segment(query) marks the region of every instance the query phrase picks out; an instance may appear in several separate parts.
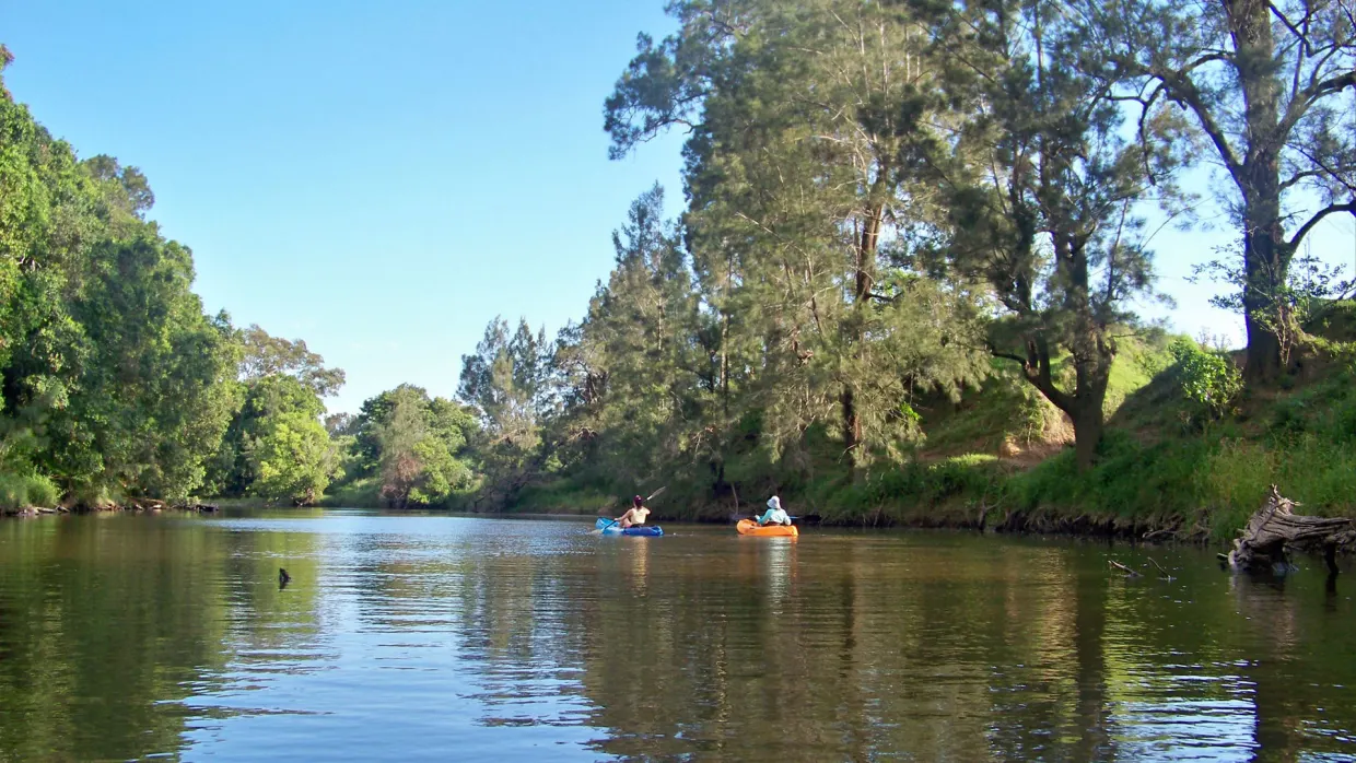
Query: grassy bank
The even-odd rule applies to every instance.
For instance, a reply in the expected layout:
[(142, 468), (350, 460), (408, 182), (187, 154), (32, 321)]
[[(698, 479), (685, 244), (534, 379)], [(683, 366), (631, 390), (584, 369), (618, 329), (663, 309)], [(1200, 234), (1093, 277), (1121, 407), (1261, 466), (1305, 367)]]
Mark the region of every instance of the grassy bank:
[[(1227, 365), (1222, 354), (1181, 337), (1176, 350), (1168, 336), (1127, 343), (1108, 392), (1101, 458), (1089, 472), (1075, 469), (1062, 416), (995, 366), (991, 384), (959, 404), (922, 409), (929, 436), (909, 463), (857, 481), (823, 463), (811, 478), (731, 465), (753, 477), (739, 506), (750, 511), (780, 485), (793, 512), (830, 524), (1222, 541), (1276, 484), (1309, 514), (1356, 516), (1356, 365), (1334, 344), (1356, 329), (1347, 325), (1352, 316), (1326, 317), (1326, 336), (1277, 389), (1227, 404), (1189, 394), (1203, 363)], [(704, 488), (678, 484), (655, 501), (656, 514), (728, 520), (734, 497), (711, 500)], [(515, 511), (620, 511), (622, 492), (559, 480), (526, 491)]]

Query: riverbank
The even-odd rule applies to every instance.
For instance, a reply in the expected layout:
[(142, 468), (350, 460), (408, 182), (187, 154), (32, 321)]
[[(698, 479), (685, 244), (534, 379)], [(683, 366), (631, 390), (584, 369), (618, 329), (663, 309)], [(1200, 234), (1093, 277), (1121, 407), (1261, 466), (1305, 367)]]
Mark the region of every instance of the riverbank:
[[(1075, 468), (1070, 432), (1048, 405), (995, 384), (923, 409), (929, 445), (903, 466), (850, 480), (826, 458), (818, 477), (763, 478), (720, 500), (709, 485), (678, 484), (655, 515), (728, 522), (776, 489), (793, 514), (824, 524), (1223, 542), (1275, 484), (1306, 514), (1356, 516), (1356, 360), (1337, 344), (1356, 335), (1356, 310), (1317, 329), (1291, 375), (1227, 405), (1184, 394), (1195, 382), (1191, 352), (1207, 355), (1199, 348), (1178, 346), (1177, 362), (1163, 346), (1119, 358), (1100, 459), (1088, 472)], [(616, 501), (567, 478), (523, 491), (514, 511)]]

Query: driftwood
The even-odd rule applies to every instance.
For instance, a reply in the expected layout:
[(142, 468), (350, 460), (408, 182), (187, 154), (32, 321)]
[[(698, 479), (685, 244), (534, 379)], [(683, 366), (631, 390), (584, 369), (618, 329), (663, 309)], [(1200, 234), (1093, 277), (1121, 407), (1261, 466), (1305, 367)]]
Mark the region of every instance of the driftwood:
[(1329, 572), (1336, 573), (1337, 546), (1356, 538), (1356, 524), (1351, 519), (1299, 515), (1292, 511), (1296, 506), (1272, 485), (1265, 506), (1253, 514), (1234, 541), (1234, 550), (1220, 554), (1223, 561), (1241, 572), (1284, 571), (1291, 566), (1287, 546), (1322, 548)]
[(1116, 569), (1124, 572), (1125, 577), (1140, 577), (1140, 575), (1138, 572), (1135, 572), (1134, 569), (1131, 569), (1131, 568), (1120, 564), (1119, 561), (1116, 561), (1113, 558), (1106, 560), (1106, 564), (1109, 564), (1109, 565), (1115, 566)]

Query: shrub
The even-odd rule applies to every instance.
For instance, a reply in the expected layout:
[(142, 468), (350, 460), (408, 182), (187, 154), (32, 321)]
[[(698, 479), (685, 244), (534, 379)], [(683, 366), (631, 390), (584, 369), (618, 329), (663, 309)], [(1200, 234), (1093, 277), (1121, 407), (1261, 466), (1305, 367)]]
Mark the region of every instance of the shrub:
[(60, 499), (61, 491), (46, 477), (0, 473), (0, 508), (52, 508)]
[(1219, 352), (1205, 352), (1193, 342), (1177, 339), (1169, 347), (1177, 362), (1182, 396), (1195, 408), (1189, 415), (1199, 423), (1215, 421), (1234, 408), (1243, 389), (1238, 366)]

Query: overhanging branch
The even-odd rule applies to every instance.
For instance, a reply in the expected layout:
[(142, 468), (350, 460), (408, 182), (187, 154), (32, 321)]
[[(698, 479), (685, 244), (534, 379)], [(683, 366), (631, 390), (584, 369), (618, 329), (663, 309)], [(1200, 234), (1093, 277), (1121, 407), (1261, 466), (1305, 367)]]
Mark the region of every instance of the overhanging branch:
[(1344, 205), (1329, 205), (1314, 213), (1314, 217), (1310, 217), (1307, 222), (1300, 225), (1299, 230), (1296, 230), (1295, 234), (1290, 239), (1290, 241), (1287, 243), (1290, 245), (1290, 249), (1295, 251), (1299, 247), (1299, 243), (1304, 240), (1304, 236), (1309, 236), (1309, 232), (1313, 230), (1315, 225), (1322, 222), (1322, 220), (1329, 214), (1338, 211), (1349, 211), (1351, 214), (1356, 215), (1356, 199), (1352, 199)]

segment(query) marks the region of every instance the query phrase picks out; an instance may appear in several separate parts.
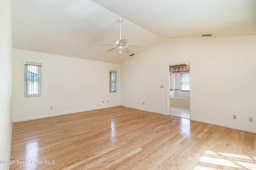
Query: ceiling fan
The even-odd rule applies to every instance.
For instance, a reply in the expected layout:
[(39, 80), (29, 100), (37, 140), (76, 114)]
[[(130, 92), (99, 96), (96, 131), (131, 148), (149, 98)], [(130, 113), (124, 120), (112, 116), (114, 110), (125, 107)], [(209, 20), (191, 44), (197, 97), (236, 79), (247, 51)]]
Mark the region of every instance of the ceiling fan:
[(130, 50), (128, 49), (128, 47), (143, 47), (142, 45), (137, 45), (136, 44), (126, 44), (126, 43), (127, 43), (127, 40), (125, 38), (123, 38), (122, 39), (121, 39), (121, 22), (122, 20), (123, 19), (122, 18), (118, 18), (118, 21), (120, 23), (120, 40), (116, 41), (116, 45), (103, 44), (102, 43), (99, 43), (99, 44), (102, 44), (103, 45), (114, 45), (116, 46), (115, 47), (112, 48), (108, 50), (107, 50), (106, 52), (111, 51), (115, 49), (119, 52), (120, 58), (121, 58), (121, 53), (122, 52), (124, 52), (128, 53), (130, 53)]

:::

Reproduce every one of the rows above line for line without any changes, but omit the pictures.

→ OUTPUT FOR THIS EXERCISE
segment(query) marks the region of every instance the query phrase picks out; an instance may appear in several separate parts.
Query: grassy bank
The even-odd rule applies to every instance.
For instance, a reply in the expected layout:
[(142, 468), (350, 460), (408, 182), (187, 154), (32, 321)]
[[(698, 479), (685, 244), (534, 379)], [(683, 366), (631, 390), (584, 369), (618, 329), (663, 309)], [(1200, 234), (1093, 277), (1121, 407), (1261, 466), (1305, 367)]]
Mark the region of every instance of the grassy bank:
[[(1227, 365), (1222, 354), (1181, 337), (1176, 350), (1168, 336), (1127, 343), (1108, 392), (1101, 458), (1089, 472), (1075, 469), (1062, 416), (995, 366), (991, 384), (959, 404), (922, 409), (929, 436), (909, 463), (857, 481), (823, 463), (811, 478), (731, 465), (753, 477), (739, 506), (750, 511), (780, 485), (793, 512), (830, 524), (1222, 541), (1276, 484), (1309, 514), (1356, 516), (1356, 365), (1334, 344), (1356, 329), (1347, 325), (1352, 316), (1326, 317), (1326, 336), (1277, 389), (1227, 404), (1189, 394), (1203, 363)], [(704, 488), (678, 484), (655, 501), (656, 514), (728, 520), (734, 497), (711, 500)], [(515, 511), (620, 511), (622, 492), (559, 480), (526, 491)]]

Query: riverbank
The even-odd rule applies to every instance.
For instance, a reply in the expected layout:
[(142, 468), (350, 460), (408, 182), (187, 154), (32, 321)]
[[(698, 479), (685, 244), (534, 379)], [(683, 366), (631, 390), (584, 369), (618, 329), (663, 309)], [(1200, 234), (1093, 277), (1121, 407), (1261, 466), (1305, 367)]]
Mark the region of every instance of the riverbank:
[[(1075, 468), (1070, 432), (1048, 405), (995, 384), (923, 409), (929, 445), (903, 466), (850, 480), (826, 458), (818, 477), (763, 478), (720, 500), (709, 485), (678, 484), (655, 515), (728, 522), (776, 489), (793, 514), (824, 524), (1223, 542), (1275, 484), (1306, 514), (1356, 516), (1356, 360), (1337, 344), (1356, 335), (1356, 310), (1317, 329), (1291, 375), (1227, 405), (1184, 394), (1195, 382), (1191, 352), (1207, 355), (1199, 348), (1178, 346), (1177, 362), (1163, 346), (1119, 358), (1100, 459), (1088, 472)], [(616, 501), (567, 478), (523, 491), (514, 511)]]

Query: driftwood
The even-odd rule applies to every instance.
For instance, a reply in the expected layout:
[(142, 468), (350, 460), (408, 182), (187, 154), (32, 321)]
[[(698, 479), (685, 244), (534, 379)], [(683, 366), (631, 390), (584, 369), (618, 329), (663, 309)], [(1200, 234), (1093, 277), (1121, 407), (1261, 466), (1305, 367)]]
Mark the region of every instance of the driftwood:
[(1329, 572), (1336, 573), (1337, 546), (1356, 538), (1356, 524), (1351, 519), (1299, 515), (1292, 511), (1296, 506), (1272, 485), (1265, 506), (1253, 514), (1234, 541), (1234, 550), (1220, 554), (1223, 561), (1241, 572), (1284, 571), (1291, 566), (1287, 546), (1322, 548)]
[(1116, 569), (1124, 572), (1125, 577), (1140, 577), (1140, 575), (1138, 572), (1135, 572), (1134, 569), (1131, 569), (1131, 568), (1120, 564), (1119, 561), (1116, 561), (1113, 558), (1106, 560), (1106, 564), (1109, 564), (1109, 565), (1115, 566)]

Query: shrub
The even-odd rule applies to every instance.
For instance, a reply in the expected layout:
[(142, 468), (350, 460), (408, 182), (187, 154), (32, 321)]
[[(698, 479), (685, 244), (534, 379)], [(683, 366), (631, 390), (584, 369), (618, 329), (663, 309)], [(1200, 234), (1093, 277), (1121, 407), (1261, 466), (1305, 367)]]
Mark the region of every instance of the shrub:
[(60, 499), (61, 491), (46, 477), (0, 473), (0, 508), (52, 508)]
[(1219, 352), (1205, 352), (1193, 342), (1177, 339), (1169, 347), (1177, 362), (1182, 396), (1195, 408), (1189, 415), (1199, 423), (1215, 421), (1234, 408), (1243, 389), (1238, 366)]

Query: overhanging branch
The even-odd rule applies to every instance.
For instance, a reply in the expected layout:
[(142, 468), (350, 460), (408, 182), (187, 154), (32, 321)]
[[(698, 479), (685, 244), (534, 379)], [(683, 366), (631, 390), (584, 369), (618, 329), (663, 309)], [(1200, 234), (1093, 277), (1121, 407), (1261, 466), (1305, 367)]]
Mark the region of every instance of the overhanging branch:
[(1344, 205), (1329, 205), (1314, 213), (1314, 217), (1310, 217), (1307, 222), (1300, 225), (1299, 230), (1296, 230), (1295, 234), (1290, 239), (1290, 241), (1287, 243), (1290, 245), (1290, 249), (1295, 251), (1299, 247), (1299, 243), (1304, 240), (1304, 236), (1309, 236), (1309, 232), (1313, 230), (1315, 225), (1322, 222), (1322, 220), (1329, 214), (1338, 211), (1349, 211), (1351, 214), (1356, 215), (1356, 199), (1352, 199)]

segment(query) marks the region of every instance the query phrase picks out; an instance may appear in several separate parts.
Query: ceiling fan
The even-odd rule applies to every instance.
For instance, a reply in the expected layout:
[(39, 80), (29, 100), (37, 140), (76, 114)]
[[(130, 92), (99, 96), (96, 131), (131, 148), (149, 98)], [(130, 113), (124, 120), (112, 116), (114, 110), (125, 107)], [(209, 20), (191, 44), (197, 97), (236, 79), (247, 51)]]
Mark the region of every instance of the ceiling fan:
[(130, 50), (128, 49), (128, 47), (143, 47), (142, 45), (137, 45), (136, 44), (126, 44), (126, 43), (127, 43), (127, 40), (125, 38), (123, 38), (122, 39), (121, 39), (121, 22), (122, 20), (123, 19), (122, 18), (118, 18), (118, 21), (120, 23), (120, 40), (116, 41), (116, 45), (103, 44), (102, 43), (99, 43), (99, 44), (102, 44), (103, 45), (114, 45), (116, 46), (115, 47), (112, 48), (108, 50), (107, 50), (106, 52), (111, 51), (115, 49), (119, 52), (120, 58), (121, 58), (121, 53), (122, 52), (124, 52), (128, 53), (130, 53)]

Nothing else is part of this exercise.